Den Grund für diese Reaktion meint man in den folgenden
Bildern zu entdecken: Einen Schützen im Gebüsch und eine
Leiche hinter einem Baum. Doch ist es tatsächlich so? Die
Qualität der Bilder ist schlecht, letzte Sicherheit geben
sie nicht.
Für den Filmkenner stellt sich diese Szene dagegen
anders dar. Er erkennt sie als Bilder, die der junge
Fotograf Thomas in Michelangelo Antonionis Film „Blow Up“
(1966) im Maryon Park in London aufgenommen hat. Nach
einer kurzen Auseinandersetzung mit der Frau, die
versucht, ihm den Apparat zu entreißen, geht Thomas in
sein Studio zurück, um den Film zu entwickeln. Nach
mehrfachem Vergrößern glaubt er, auf den Bildern einen
Mord zu entdecken. Thomas’ suchenden Blick aufnehmend,
führt Antonioni den BetrachterInnen die Fotos
leinwandgroß vor, verbirgt keine Information und
demonstriert doch, dass in der Körnung des fotografischen
Abzugs kaum mehr als Schatten sichtbar sind, die sich
einer eindeutigen Interpretation verweigern. Indem
Antonioni nach und nach alle „realen“ Indizien
verschwinden und den Fall so im Ungewissen lässt,
demonstriert er die Unzulänglichkeit der Fotografie als
Abbild von Wirklichkeit. Wie viele Künstler in dieser
Zeit, bewegt er sich damit in einem medientheoretischen
Diskurs, in dem der Realitätsbegriff des technisch
erzeugten Bildes verhandelt wurde, wobei der Aspekt
seines bloß vermittelnden Charakters dabei im Vordergrund
stand.
Der Titel „Maryon Park“ der Ausstellung Alicja
Kwades kann in diesem Sinne zugleich als Hinweis auf
deren Gegenstand wie auch als Programm verstanden werden.
Die Fotografien hat Kwade in dem gleichen tautologischen
Verfahren wie zuvor bei den Zeitungsausschnitten aus
Antonionis Film exzerpiert und auf Fotopapier
ausgedruckt. Die Künstlerin wiederholt dabei den
eigentlichen fotografischen Prozess der Auswahl und
Fragmentierung. Vorlage ihrer „Fotografien“ bildet jedoch
nicht die anschauliche Wirklichkeit, sondern die Fiktion
des Films. Die dort angesprochene Vermitteltheit der
Realitätserfahrung durch das Medium der Fotografie
erfährt in der Rematerialisierung des fotografischen
Abbilds eine weitere Steigerung: Das Foto, obwohl jetzt
tatsächlich Bestandteil unserer Erlebniswirklichkeit,
exponiert seine dreifach vermittelte Realität in der
grobkörnigen, sich einer präzisen Erfassung sperrenden
Ästhetik sowie in einer manchmal leicht verzerrten
Perspektive und konterkariert so seinen alten Anspruch
auf Authentizität quasi in sich selbst.

→ **Datenauszug**
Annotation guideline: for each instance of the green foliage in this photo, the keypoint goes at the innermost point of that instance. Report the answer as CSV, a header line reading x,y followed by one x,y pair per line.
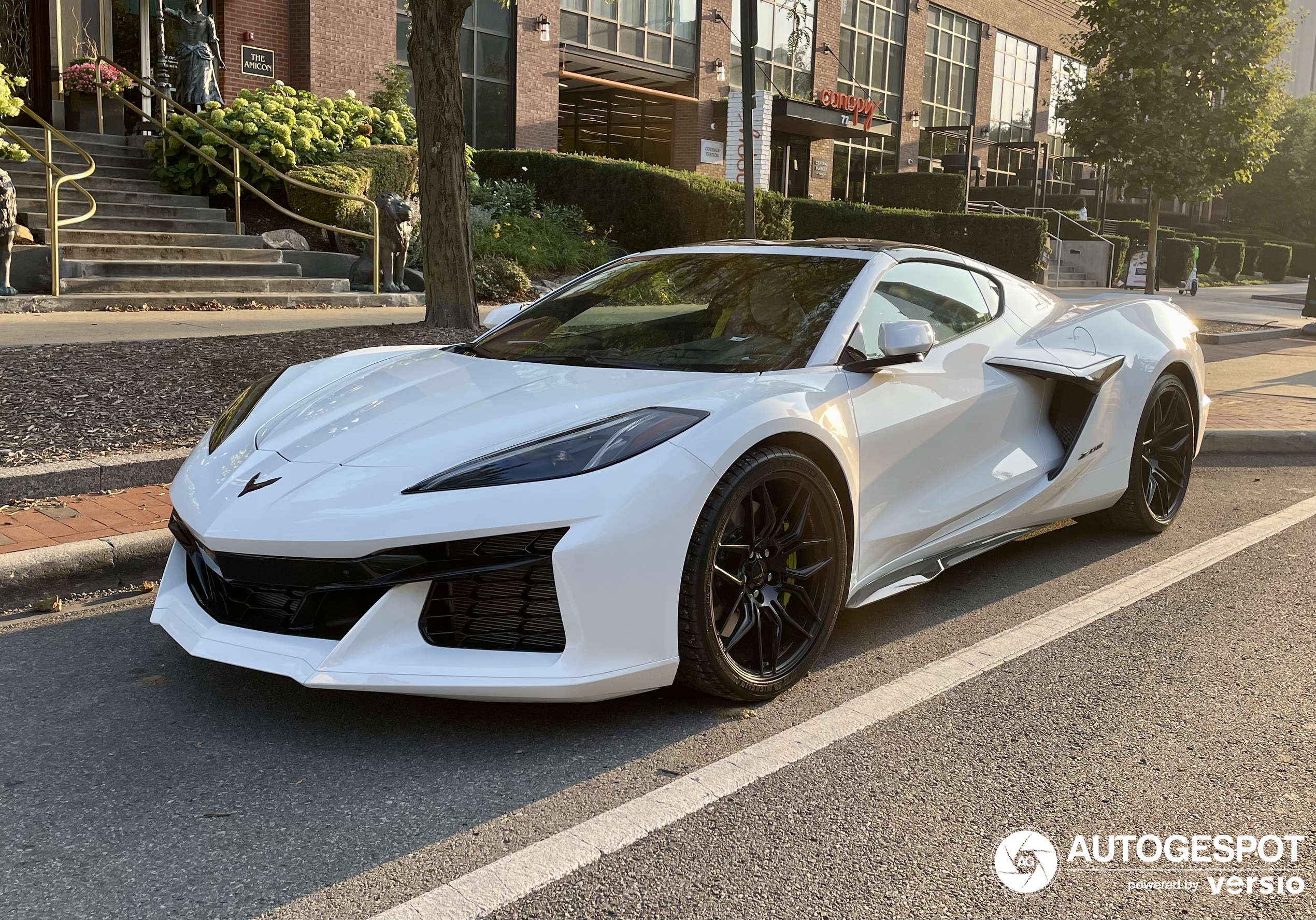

→ **Aufgabenliste**
• A. Schreiben Sie den Abschnitt aus dem Quellenauszug wortgetreu ab, beginnend mit „Der Titel „Maryon“ und fortlaufend bis einschließlich „Programm verstanden werden.“.
• B. Beantworten Sie anhand des Quellenauszugs:
(i) In welchem Jahr entstand Antonionis Film „Blow Up“?
(ii) In welchem Londoner Park nimmt der Fotograf Thomas die Bilder auf?
(iii) Worauf druckt Kwade die aus dem Film exzerpierten Fotografien aus?

→ **Ergebnisse in Reihenfolge**
• A.
Der Titel „Maryon Park“ der Ausstellung Alicja
Kwades kann in diesem Sinne zugleich als Hinweis auf
deren Gegenstand wie auch als Programm verstanden werden.

• B.
(i) 1966
(ii) Im Maryon Park
(iii) Auf Fotopapier